Exercise requirements
Give the number of lines in the following entries that contain the word "below", with nothing added.

Records for the task
------------------------

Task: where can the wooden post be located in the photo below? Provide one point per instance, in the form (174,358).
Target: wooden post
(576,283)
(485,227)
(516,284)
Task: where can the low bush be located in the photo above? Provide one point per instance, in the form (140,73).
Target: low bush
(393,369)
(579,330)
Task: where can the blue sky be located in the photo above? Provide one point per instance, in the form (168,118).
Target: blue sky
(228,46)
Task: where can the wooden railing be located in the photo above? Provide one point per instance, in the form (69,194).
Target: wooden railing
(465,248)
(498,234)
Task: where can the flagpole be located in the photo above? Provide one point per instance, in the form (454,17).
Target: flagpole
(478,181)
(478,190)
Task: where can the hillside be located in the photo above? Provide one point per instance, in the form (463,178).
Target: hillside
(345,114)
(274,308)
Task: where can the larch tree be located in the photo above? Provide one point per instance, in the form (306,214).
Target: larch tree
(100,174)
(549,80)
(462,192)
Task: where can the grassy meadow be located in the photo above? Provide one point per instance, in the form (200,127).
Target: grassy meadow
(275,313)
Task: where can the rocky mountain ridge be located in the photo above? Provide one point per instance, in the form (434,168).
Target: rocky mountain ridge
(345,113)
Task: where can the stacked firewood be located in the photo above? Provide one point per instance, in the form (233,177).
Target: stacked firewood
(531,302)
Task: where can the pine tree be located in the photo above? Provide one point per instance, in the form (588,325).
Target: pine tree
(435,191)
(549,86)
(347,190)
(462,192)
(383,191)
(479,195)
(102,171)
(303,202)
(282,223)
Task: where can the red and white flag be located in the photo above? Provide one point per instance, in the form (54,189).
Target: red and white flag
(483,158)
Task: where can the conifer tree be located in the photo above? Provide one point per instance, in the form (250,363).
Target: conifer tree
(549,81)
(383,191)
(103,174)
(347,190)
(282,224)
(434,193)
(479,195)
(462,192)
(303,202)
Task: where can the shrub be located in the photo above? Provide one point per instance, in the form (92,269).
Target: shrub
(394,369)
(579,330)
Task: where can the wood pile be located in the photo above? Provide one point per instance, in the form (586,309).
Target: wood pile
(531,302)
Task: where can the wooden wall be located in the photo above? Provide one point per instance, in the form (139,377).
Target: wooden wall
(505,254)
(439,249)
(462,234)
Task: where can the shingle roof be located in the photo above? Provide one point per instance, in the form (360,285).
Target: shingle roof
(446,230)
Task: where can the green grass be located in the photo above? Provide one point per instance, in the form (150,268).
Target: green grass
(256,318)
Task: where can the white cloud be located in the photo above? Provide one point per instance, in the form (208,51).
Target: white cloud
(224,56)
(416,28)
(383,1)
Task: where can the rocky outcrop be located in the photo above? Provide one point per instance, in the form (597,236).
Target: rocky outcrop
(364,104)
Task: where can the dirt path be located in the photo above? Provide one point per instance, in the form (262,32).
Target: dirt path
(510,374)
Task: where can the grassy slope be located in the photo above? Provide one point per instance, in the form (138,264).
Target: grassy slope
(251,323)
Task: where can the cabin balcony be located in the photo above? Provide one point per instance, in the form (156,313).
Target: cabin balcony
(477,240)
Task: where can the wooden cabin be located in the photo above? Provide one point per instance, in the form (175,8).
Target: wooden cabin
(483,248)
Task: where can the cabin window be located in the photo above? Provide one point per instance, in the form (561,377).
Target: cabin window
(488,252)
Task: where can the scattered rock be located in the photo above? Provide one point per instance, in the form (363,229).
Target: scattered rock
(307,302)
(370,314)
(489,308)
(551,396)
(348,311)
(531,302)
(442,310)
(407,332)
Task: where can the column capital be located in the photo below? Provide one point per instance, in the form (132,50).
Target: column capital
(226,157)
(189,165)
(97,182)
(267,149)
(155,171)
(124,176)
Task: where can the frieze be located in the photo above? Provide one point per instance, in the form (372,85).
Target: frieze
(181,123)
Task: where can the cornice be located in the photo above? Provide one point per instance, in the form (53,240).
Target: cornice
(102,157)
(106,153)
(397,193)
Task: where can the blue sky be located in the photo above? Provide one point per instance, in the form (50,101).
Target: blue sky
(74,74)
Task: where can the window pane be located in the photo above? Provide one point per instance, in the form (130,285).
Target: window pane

------------------------

Exercise output
2